- Problem description
Copy each line of the following material exactly.
===== Records =====
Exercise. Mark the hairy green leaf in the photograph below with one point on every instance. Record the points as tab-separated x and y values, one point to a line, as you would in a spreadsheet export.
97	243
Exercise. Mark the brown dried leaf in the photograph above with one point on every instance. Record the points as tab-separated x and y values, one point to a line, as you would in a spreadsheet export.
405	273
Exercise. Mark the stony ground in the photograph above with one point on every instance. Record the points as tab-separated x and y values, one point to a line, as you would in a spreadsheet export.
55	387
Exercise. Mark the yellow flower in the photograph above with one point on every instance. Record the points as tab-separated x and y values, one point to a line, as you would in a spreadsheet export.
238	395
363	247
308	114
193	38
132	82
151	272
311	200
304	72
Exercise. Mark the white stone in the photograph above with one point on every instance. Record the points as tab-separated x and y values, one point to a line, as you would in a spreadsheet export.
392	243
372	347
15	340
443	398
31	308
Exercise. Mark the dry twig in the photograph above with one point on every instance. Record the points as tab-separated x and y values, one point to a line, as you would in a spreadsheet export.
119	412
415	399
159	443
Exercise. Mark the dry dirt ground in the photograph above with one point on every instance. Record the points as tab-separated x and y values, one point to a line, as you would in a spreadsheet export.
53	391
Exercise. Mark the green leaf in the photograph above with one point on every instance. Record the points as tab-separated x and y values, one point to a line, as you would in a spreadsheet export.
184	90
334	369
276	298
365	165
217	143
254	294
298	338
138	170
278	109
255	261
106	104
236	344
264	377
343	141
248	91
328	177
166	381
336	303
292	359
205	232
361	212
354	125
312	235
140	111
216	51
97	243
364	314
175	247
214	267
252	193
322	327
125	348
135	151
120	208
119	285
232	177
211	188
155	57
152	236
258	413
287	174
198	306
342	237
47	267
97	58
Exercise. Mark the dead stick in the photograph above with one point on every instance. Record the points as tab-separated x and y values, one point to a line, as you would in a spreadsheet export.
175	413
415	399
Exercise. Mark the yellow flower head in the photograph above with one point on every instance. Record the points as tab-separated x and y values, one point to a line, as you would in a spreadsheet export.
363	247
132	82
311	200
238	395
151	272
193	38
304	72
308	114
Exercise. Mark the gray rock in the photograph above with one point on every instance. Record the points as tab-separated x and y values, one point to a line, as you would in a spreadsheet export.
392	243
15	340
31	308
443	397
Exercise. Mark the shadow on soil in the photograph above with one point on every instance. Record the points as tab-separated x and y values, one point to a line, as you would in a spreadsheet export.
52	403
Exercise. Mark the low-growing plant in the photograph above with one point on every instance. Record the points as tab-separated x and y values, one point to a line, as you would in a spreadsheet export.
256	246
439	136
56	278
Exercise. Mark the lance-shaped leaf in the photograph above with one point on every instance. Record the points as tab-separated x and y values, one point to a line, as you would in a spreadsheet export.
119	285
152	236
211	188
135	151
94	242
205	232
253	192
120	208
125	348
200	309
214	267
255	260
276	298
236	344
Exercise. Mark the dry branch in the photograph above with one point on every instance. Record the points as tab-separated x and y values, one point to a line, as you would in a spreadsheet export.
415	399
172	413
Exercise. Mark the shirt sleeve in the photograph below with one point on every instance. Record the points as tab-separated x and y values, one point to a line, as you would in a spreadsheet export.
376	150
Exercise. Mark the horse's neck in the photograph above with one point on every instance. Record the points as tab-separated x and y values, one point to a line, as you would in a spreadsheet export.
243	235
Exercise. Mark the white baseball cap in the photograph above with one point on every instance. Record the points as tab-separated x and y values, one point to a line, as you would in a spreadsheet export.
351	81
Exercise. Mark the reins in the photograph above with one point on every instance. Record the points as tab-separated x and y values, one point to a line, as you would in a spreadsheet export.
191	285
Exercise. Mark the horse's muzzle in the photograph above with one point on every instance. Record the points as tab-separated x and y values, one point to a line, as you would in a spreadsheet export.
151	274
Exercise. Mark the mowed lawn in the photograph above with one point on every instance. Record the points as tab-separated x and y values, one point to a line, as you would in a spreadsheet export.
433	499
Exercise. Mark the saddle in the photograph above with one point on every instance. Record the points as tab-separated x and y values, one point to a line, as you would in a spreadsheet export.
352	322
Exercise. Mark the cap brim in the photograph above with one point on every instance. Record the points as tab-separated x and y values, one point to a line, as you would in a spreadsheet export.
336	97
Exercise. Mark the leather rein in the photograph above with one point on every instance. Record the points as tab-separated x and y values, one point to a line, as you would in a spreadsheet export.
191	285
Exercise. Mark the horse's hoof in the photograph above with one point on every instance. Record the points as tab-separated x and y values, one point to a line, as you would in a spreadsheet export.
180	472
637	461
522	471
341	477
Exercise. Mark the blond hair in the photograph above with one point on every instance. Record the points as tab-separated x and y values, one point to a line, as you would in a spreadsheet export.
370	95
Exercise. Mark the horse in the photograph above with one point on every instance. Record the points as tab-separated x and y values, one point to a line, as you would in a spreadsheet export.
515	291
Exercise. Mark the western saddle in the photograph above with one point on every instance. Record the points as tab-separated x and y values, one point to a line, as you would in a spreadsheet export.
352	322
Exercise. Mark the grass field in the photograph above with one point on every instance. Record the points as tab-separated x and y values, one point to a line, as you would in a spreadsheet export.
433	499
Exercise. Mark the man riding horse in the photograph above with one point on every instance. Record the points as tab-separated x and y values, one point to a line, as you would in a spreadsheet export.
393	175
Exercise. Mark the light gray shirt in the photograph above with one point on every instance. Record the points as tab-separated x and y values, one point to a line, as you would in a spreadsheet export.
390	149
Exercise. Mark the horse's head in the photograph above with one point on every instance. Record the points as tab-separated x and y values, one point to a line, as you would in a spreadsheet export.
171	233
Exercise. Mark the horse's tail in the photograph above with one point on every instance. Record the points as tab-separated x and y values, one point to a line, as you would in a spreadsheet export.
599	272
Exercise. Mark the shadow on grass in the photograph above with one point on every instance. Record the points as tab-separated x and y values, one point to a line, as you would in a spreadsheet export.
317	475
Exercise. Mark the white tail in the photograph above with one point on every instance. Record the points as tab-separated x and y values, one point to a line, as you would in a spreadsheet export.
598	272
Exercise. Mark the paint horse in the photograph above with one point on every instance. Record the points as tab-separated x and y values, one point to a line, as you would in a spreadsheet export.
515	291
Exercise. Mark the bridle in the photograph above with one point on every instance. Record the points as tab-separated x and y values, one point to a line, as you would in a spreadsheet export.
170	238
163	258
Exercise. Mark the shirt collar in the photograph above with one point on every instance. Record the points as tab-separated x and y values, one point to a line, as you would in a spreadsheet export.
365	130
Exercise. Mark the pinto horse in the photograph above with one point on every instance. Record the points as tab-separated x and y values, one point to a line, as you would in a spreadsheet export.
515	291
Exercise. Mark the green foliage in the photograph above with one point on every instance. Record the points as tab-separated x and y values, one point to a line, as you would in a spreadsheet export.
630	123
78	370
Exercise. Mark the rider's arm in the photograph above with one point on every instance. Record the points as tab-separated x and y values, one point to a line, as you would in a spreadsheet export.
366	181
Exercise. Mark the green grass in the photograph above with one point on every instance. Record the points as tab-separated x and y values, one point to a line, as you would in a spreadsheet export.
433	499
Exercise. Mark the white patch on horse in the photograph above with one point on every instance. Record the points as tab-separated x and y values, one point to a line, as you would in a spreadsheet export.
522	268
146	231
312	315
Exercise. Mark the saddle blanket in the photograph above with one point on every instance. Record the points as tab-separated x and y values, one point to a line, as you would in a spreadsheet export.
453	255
=====
- Problem solution
Exercise. Mark the hairy green leaf in the photograph below with one point on every instance. Record the points as tab-separated x and y values, one point to a line, as you would in a spreadsheet export.
97	243
Exercise. Mark the brown dried leaf in the photograph above with one point on every instance. Record the points as tab-separated x and y values, one point to a line, as you would in a spreadsheet export.
405	273
Exercise. Mark the stony ground in the photograph above with one point on every instance. Record the points as tab-separated x and y values, one point to a line, as you would in a spreadsheet export.
55	387
Exercise. Mark the yellow flower in the photograph above with one point on every instance. Record the points as tab-separated x and y values, one point to a line, as you would in a spreadsheet export.
238	395
363	247
308	114
193	38
132	82
151	272
311	200
304	72
Exercise. Mark the white stone in the photograph above with one point on every instance. Record the points as tab-separated x and y values, one point to a line, as you would in a spreadsheet export.
392	243
372	347
15	340
443	398
31	308
Exercise. Mark the dry twig in the photograph above with one point on every instance. Record the points as tab-separated x and y values, one point to a line, as you would in a spreadsheet export.
119	412
415	399
159	443
Exercise. Mark the dry dirt ground in the photograph above with one point on every instance. Record the points as tab-separated x and y values, one point to a line, as you would in a spreadsheet export.
53	391
Exercise. Mark the green leaf in the photograph above with one point on every instance. Record the points as tab-separated x and y values, one point to a line, as you would in a spreadsheet export.
184	90
334	369
276	298
365	165
217	143
254	294
298	338
138	170
278	109
255	261
106	104
236	344
264	377
343	141
248	91
328	177
166	381
336	303
292	359
205	232
361	212
354	125
312	235
140	111
216	51
97	243
364	314
175	247
214	267
252	193
322	327
125	348
135	151
120	208
119	285
232	177
211	188
155	57
152	236
258	413
287	174
198	306
342	237
47	267
97	58
Exercise. Mark the dead stick in the photograph above with one point on every instance. Record the points as tab-separated x and y values, one point to a line, as you would in a spreadsheet export.
175	413
415	399
Exercise. Mark the yellow flower head in the photograph above with one point on every instance. Record the points as tab-separated x and y values, one point to a line, as you would in a spreadsheet export.
363	247
132	82
311	200
238	395
151	272
193	38
304	72
308	114
Exercise. Mark the gray rock in the photograph above with one point on every instance. Record the points as tab-separated x and y values, one point to a line, as you would in a spreadsheet export.
392	243
15	340
31	308
443	397
Exercise. Mark the shadow on soil in the photograph above with one point on every instance. Record the points as tab-separated x and y values, one point to a line, as you would in a spreadsheet export.
52	403
Exercise. Mark the low-growing plant in the photograph above with one point on every instance. Record the points as tab-separated x and y values, one point to a line, as you would in a spreadsheet export.
256	246
439	136
56	278
Exercise. Mark the lance-shaped leaf in the photograph above with one point on every instance. Record the points as tab-separated x and y values, one point to a line, as you would in a spreadsheet export.
119	285
152	236
211	188
135	151
94	242
205	232
253	192
120	208
125	348
200	309
214	267
255	260
276	298
236	344
Exercise. Mark the dry branch in the photograph above with one point on every instance. Record the points as tab-separated x and y values, one point to a line, as you would in a spreadsheet export.
415	399
172	413
Exercise. Mark the shirt sleeve in the photograph below with one point on every instance. Record the points as tab-separated x and y values, one point to a line, as you would in a spreadsheet export.
376	150
Exercise. Mark the horse's neck in the photograph above with one point on every instance. Record the points as tab-separated x and y values, one point to a line, as you would in a spreadsheet export.
243	235
Exercise. Mark the white baseball cap in the photograph above with one point on every instance. Record the points as tab-separated x and y values, one point to a line, as you would in a spreadsheet export.
351	81
Exercise. Mark the reins in the photograph above with one point on every instance. Record the points as tab-separated x and y values, one point to a line, as you would in a spreadsheet export.
191	285
Exercise. Mark the horse's muzzle in the photograph above with one point on every instance. Record the points as tab-separated x and y values, one point to a line, as you would in a spreadsheet export.
151	274
Exercise. Mark the mowed lawn in the photograph above with one point on every instance. Record the points as tab-separated x and y values, one point to a line, as you would in a spreadsheet export.
433	499
Exercise. Mark the saddle in the photograph above with one point on every instance. Record the points as tab-separated x and y values, one point to a line, as you would in a spreadsheet export.
352	322
Exercise. Mark the cap brim in the photograph above with one point on every instance. Record the points as tab-separated x and y values, one point to a line, as you would in a spreadsheet export.
336	97
Exercise. Mark the leather rein in the photograph above with one point on every instance. Record the points as tab-separated x and y values, one point to a line, as you would in a spreadsheet export.
191	285
Exercise. Mark the horse's hoof in the photograph above with one point on every instance. Record the points as tab-separated x and y values, one point to a line, as you would in a spreadsheet export.
180	472
637	461
522	471
341	477
Exercise. Mark the blond hair in the photograph above with one point on every instance. Record the points as tab-separated x and y values, one point to a line, as you would in a spreadsheet export.
370	95
Exercise. Mark the horse in the photograph above with one point on every instance. Record the points as tab-separated x and y values, one point to a line, as you would in a spreadsheet export.
515	291
Exercise. Mark the western saddle in the photograph above with one point on every instance. Record the points as tab-separated x and y values, one point to a line, as you would in a spreadsheet export.
352	322
Exercise. Mark the grass field in the photograph above with one point on every instance. Record the points as tab-separated x and y values, one point to a line, as you would in a spreadsheet export.
433	499
Exercise. Mark the man riding horse in the photograph above with one point on every instance. Record the points as tab-separated x and y values, one point to a line, as you would in a spreadsheet export.
393	175
Exercise. Mark the light gray shirt in the photograph above with one point on every instance. Record the points as tab-separated x and y values, one point to a line, as you would in a spreadsheet export.
390	149
Exercise. Mark the horse's head in the photograph above with one point on every instance. Record the points as tab-separated x and y values, one point to a line, as you would in a spreadsheet export.
171	233
Exercise. Mark the horse's tail in the photograph above with one point on every instance. Record the points as tab-separated x and y values, one point to a line, as you would in a spreadsheet export.
599	272
Exercise. Mark the shadow on grass in the photograph above with one point on every instance. Record the points as tab-separated x and y values, one point to a line, as you would in a spreadsheet export.
317	475
Exercise. Mark the white tail in the photograph above with one point on every instance. Record the points as tab-separated x and y values, one point to a line, as you would in a spreadsheet export.
598	272
Exercise. Mark the paint horse in the photograph above with one point on every instance. Record the points as tab-separated x and y values, one point to a line, as you would in a spreadsheet export.
515	291
Exercise. Mark the bridle in the photograph above with one point on every instance. Record the points as tab-separated x and y values, one point to a line, as you would in a spreadsheet export.
170	238
163	258
Exercise. Mark the shirt collar in the photograph above with one point on every instance. Record the points as tab-separated x and y values, one point to a line, as you would in a spreadsheet export.
365	130
Exercise. Mark the pinto horse in the photograph above with one point on every instance. Record the points as tab-separated x and y values, one point to a line, as you would in a spreadsheet export.
515	291
Exercise. Mark the green foliage in the photograph above with one point on every instance. Record the points as tab-separated x and y values, one point to a line, as you would in a spreadsheet export.
630	123
78	370
Exercise. Mark the rider's arm in the photograph above with one point on every instance. Record the points as tab-separated x and y values, one point to a line, as you would in a spreadsheet export.
366	181
Exercise. Mark the green grass in the photograph above with one point on every instance. Record the points as tab-separated x and y values, one point to a line, as you would in a spreadsheet export.
433	499
Exercise. Mark the white patch on horse in the photograph above with one point on every instance. Record the points as tab-separated x and y values, one point to a line, as you would in a spreadsheet export.
522	268
146	231
312	315
Exercise. Mark the saddle blanket in the photograph above with one point on every instance. Record the points as tab-separated x and y values, one point to a line, as you would in a spreadsheet export.
453	255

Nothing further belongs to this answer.